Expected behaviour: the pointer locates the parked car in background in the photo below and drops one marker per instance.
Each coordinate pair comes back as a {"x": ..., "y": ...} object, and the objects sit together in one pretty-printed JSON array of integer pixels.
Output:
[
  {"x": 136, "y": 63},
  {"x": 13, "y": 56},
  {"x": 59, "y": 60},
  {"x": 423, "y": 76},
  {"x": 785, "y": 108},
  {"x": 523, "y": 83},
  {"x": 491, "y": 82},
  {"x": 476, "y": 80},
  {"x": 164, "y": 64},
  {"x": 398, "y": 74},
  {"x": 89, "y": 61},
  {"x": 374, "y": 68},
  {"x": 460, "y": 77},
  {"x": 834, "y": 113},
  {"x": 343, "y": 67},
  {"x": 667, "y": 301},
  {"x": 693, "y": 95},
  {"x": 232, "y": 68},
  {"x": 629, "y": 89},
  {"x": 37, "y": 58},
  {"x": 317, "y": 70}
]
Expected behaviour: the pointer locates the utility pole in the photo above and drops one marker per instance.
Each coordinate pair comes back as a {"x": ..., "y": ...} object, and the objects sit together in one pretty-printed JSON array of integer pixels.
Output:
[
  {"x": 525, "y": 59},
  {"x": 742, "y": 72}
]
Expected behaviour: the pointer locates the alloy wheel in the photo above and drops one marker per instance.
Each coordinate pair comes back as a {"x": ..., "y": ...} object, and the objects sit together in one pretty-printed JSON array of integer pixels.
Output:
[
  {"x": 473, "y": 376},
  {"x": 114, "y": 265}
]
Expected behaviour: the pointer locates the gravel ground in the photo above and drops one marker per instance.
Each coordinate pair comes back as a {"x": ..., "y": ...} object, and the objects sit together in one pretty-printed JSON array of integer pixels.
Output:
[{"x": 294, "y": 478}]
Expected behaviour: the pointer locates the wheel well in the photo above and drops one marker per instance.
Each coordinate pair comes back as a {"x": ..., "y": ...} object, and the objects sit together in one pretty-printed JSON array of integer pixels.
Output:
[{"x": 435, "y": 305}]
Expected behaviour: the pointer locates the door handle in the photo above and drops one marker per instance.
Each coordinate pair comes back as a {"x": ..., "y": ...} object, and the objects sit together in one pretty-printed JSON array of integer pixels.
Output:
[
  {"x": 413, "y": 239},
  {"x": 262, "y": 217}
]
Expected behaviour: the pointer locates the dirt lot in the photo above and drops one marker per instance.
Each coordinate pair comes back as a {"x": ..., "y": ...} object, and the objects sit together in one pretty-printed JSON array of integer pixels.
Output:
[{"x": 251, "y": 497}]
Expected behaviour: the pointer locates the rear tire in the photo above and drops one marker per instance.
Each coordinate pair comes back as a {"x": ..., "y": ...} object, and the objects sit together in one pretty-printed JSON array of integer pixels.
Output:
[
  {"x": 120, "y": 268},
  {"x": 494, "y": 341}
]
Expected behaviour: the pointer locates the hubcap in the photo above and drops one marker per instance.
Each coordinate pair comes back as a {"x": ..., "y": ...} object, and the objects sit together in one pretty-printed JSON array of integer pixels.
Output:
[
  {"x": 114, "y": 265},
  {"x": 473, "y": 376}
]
+-------+
Repeat each entry exactly.

Expected behaviour: the pointer locates the parked car in background in the photo below and drops one marker per instance.
Each coordinate pair comes back as a {"x": ..., "y": ...} object, and the objects sit together in one pretty-printed JSON array of integer pixels.
Output:
[
  {"x": 136, "y": 63},
  {"x": 13, "y": 56},
  {"x": 59, "y": 60},
  {"x": 423, "y": 76},
  {"x": 785, "y": 108},
  {"x": 523, "y": 83},
  {"x": 491, "y": 82},
  {"x": 476, "y": 80},
  {"x": 164, "y": 64},
  {"x": 398, "y": 74},
  {"x": 89, "y": 61},
  {"x": 374, "y": 68},
  {"x": 460, "y": 77},
  {"x": 834, "y": 113},
  {"x": 343, "y": 67},
  {"x": 667, "y": 301},
  {"x": 693, "y": 95},
  {"x": 232, "y": 68},
  {"x": 629, "y": 89},
  {"x": 37, "y": 58},
  {"x": 317, "y": 70}
]
Expected behaviour: the pointer locates the utility pole in the photo above and drops one marker per instance.
Each coordinate pair comes back as a {"x": ..., "y": ...} object, and the objects sit together in one pretty-printed JSON array of integer pixels.
Output:
[
  {"x": 525, "y": 59},
  {"x": 742, "y": 72}
]
Expected behaviour: the pointer locates the alloy wheel in the photo above and drops one marker per instance.
Each coordinate pair comes back as a {"x": ..., "y": ...} object, and the objects sit together in one pretty-printed JSON array of integer pixels.
Output:
[
  {"x": 473, "y": 376},
  {"x": 114, "y": 265}
]
Expected behaviour: the pointer locates the gravel ground in the photo above and drops one marker per instance.
Each coordinate pair comes back as a {"x": ..., "y": ...} object, and the objects sit together in one pretty-printed JSON array of integer pixels.
Output:
[{"x": 294, "y": 478}]
Expected behaviour: the pointer locates the wheel well in the photo above and drops one marker per instance.
Each coordinate pair comes back as a {"x": ..., "y": ...} object, and the objects sit together in one pretty-printed JSON array of integer pixels.
Output:
[{"x": 435, "y": 305}]
Expected behaviour: the pointer locates the door handle in the photo above and drops one marker per instance.
Each coordinate pair comes back as a {"x": ..., "y": ...} object, and the objects sit together in one pretty-printed JSON array of integer pixels.
Output:
[
  {"x": 413, "y": 239},
  {"x": 262, "y": 217}
]
Expected behaviour: the pointer locates the dirt lot in the photo above and drops one marker per instance.
Each coordinate pair comes back as a {"x": ..., "y": ...} object, and the objects sit together in one pretty-printed JSON array of integer pixels.
Output:
[{"x": 251, "y": 497}]
Expected behaviour: the pointer locates the rear tire in the photo above and drops one marker per instance.
Each coordinate pair comes back as a {"x": ..., "y": ...} object, and the objects sit together in one pretty-printed JSON array of integer pixels.
Output:
[
  {"x": 120, "y": 268},
  {"x": 494, "y": 341}
]
Expected behaviour: the pointer locates the hubcap in the photo above and drops one marker per instance.
Each coordinate pair comes back as a {"x": ..., "y": ...} object, and the objects sit together in one pretty-printed JSON array of integer pixels.
Output:
[
  {"x": 114, "y": 265},
  {"x": 473, "y": 376}
]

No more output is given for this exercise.